==== Record set

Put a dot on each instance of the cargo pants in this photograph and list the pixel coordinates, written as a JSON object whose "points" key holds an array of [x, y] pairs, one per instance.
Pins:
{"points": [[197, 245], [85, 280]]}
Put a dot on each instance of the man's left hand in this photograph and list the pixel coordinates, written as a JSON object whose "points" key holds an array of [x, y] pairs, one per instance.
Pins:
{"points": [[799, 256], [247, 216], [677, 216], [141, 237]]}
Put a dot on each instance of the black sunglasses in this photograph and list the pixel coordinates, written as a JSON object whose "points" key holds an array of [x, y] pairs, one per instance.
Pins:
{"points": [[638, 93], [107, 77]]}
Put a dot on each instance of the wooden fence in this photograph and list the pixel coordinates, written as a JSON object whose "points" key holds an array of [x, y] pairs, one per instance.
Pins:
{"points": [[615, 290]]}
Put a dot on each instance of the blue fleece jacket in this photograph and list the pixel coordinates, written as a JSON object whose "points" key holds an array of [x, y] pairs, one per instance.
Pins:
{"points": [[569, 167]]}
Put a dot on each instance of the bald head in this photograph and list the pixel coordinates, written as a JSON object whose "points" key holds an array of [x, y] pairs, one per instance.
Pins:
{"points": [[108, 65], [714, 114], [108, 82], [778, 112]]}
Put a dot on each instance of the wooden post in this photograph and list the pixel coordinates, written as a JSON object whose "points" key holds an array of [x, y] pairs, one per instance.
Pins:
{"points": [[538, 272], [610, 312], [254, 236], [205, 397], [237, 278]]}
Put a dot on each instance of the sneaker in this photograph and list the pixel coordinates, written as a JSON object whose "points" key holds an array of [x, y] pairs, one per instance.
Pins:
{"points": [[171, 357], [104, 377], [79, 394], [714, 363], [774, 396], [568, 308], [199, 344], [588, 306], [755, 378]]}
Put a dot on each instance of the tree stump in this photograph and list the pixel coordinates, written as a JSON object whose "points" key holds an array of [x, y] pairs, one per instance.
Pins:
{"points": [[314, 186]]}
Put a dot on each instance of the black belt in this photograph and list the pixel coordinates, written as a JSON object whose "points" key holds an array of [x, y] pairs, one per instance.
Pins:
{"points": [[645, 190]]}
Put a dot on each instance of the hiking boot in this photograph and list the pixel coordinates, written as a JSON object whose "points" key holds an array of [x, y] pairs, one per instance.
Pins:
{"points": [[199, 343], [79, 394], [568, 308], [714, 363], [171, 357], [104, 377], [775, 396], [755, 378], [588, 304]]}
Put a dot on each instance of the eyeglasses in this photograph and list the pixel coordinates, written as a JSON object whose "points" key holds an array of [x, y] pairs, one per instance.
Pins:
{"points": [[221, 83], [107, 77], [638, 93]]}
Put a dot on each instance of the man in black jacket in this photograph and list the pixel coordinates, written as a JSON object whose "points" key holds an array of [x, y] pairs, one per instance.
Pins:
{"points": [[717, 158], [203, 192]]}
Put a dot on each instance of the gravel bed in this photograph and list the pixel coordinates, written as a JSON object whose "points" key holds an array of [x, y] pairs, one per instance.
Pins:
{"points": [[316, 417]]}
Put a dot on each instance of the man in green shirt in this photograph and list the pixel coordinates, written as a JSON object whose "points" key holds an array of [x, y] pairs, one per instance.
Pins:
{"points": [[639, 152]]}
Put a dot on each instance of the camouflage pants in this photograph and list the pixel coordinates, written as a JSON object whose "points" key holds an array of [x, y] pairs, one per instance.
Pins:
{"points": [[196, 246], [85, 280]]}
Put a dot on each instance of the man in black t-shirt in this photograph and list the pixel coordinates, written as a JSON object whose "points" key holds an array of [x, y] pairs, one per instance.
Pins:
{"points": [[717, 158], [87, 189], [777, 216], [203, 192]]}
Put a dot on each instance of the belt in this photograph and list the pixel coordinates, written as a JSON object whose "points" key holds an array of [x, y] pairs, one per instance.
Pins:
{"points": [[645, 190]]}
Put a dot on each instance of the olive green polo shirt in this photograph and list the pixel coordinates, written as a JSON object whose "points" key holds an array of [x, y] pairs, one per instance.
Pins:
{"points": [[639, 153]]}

========

#### Task instructions:
Line by line, write out the records above exactly.

#### Output of the exercise:
Put a dot on each instance of the cargo pants in this photograph and list the pixel coordinates, written as a JSON object whose "points" key holds an array of [x, y] pairs, one per instance.
Pins:
{"points": [[197, 245], [85, 280]]}
Put a dot on each instance of the man's left hand in this photograph and list the pixel coordinates, written as a JSON object whose "points" key holds an array of [x, y] pairs, one per instance.
Pins:
{"points": [[799, 256], [247, 216], [677, 216], [141, 237]]}
Put a dot on each instance of the black sunglasses in this photograph and list the pixel coordinates, written as a JSON object whose "points" key holds an array of [x, y] pairs, one per instance.
Pins:
{"points": [[638, 93], [107, 77]]}
Put a dot on each instance of the wooden fence in this photograph and list the pixel coordinates, written as a JSON object whose "points" key holds an array of [x, y] pairs, one per instance.
Pins:
{"points": [[615, 290]]}
Put a dot on each instance of the blue fleece jacket in this photograph and list the pixel coordinates, written as a JSON object whose "points" key holds an array of [x, y] pairs, one per instance.
Pins:
{"points": [[569, 167]]}
Put a dot on each instance of the bald head in this photograph and list the pixel coordinates, written as a JSON object whose "points" key holds an array of [x, y] pairs, one per instance.
Pins:
{"points": [[108, 65], [714, 114], [108, 82], [778, 112]]}
Put a dot on each instance of the wooden post in this photograph and list the pixel coordinates, written as a JSON object whose "points" key holds an array of [x, y] pairs, one per instance.
Pins:
{"points": [[538, 272], [610, 312], [254, 236], [205, 397], [237, 278]]}
Put a dot on each instance of the sneaker in this photograph and list the pixel coordinates, written as a JSON object whose "points" key holds an array of [x, y] pairs, one per instance.
Pins:
{"points": [[171, 357], [104, 377], [79, 394], [714, 363], [774, 396], [568, 308], [199, 344], [588, 306], [755, 378]]}
Put a dot on each instance of the tree stump in this photograph and list the pixel coordinates, written as a JSON object whose "points" key holds an array of [x, y] pairs, one per instance.
Pins:
{"points": [[314, 186]]}
Put a dot on each instance of the black belt in this photograph and list the pixel coordinates, written as a JSON object whose "points" key holds an array of [x, y] pairs, one per instance.
Pins:
{"points": [[645, 190]]}
Put a dot on each instance of the hiking boot in this photograph and list the pixel coordinates, written as a JSON object whose "points" key holds an array of [x, y] pairs, one per instance.
Pins:
{"points": [[199, 343], [79, 394], [568, 308], [714, 363], [171, 357], [104, 377], [775, 396], [755, 378], [588, 304]]}
Put a dot on each instance of the eyeglasses in this photograph and list the pixel coordinates, written as a JSON object whose "points" key holds an array of [x, y] pairs, one per instance.
Pins:
{"points": [[221, 83], [107, 77], [638, 93]]}
Put a dot on each instance of the man in black jacket in this photograph and list the pixel coordinates, written as a JSON object whose "points" key holds an array of [x, y] pairs, one per instance.
Pins:
{"points": [[717, 158], [203, 192]]}
Put a dot on each instance of the gravel bed in this photograph and list the pixel coordinates, written as a JSON object whose "points" key holds an array of [x, y] pairs, one per instance.
Pins:
{"points": [[316, 417]]}
Put a dot on each instance of the man in green shirt in this photograph and list the pixel coordinates, written as a JSON object whose "points" key holds an array of [x, y] pairs, one per instance.
Pins:
{"points": [[639, 152]]}
Put a dot on each instance of the camouflage pants in this photograph and list the pixel coordinates, written as a JSON object whose "points" key holds an array of [x, y] pairs, one per instance.
Pins:
{"points": [[196, 246], [85, 280]]}
Put a dot on each instance of the man in black t-shirt in this photograph and list the pixel coordinates, written as a JSON object whose "points" key holds an array of [x, y] pairs, one per instance.
Pins:
{"points": [[717, 158], [87, 189], [777, 216], [203, 192]]}
Put a dot on each instance of the belt in this photograph and list the pixel coordinates, written as a JSON object whose "points" key holds an array of [x, y] pairs, one per instance.
Pins:
{"points": [[645, 190]]}
Put a dot on each instance of the olive green polo shirt in this photograph and list the pixel coordinates, written as a JSON object whose "points" key holds an array of [x, y] pairs, one per instance.
Pins:
{"points": [[639, 153]]}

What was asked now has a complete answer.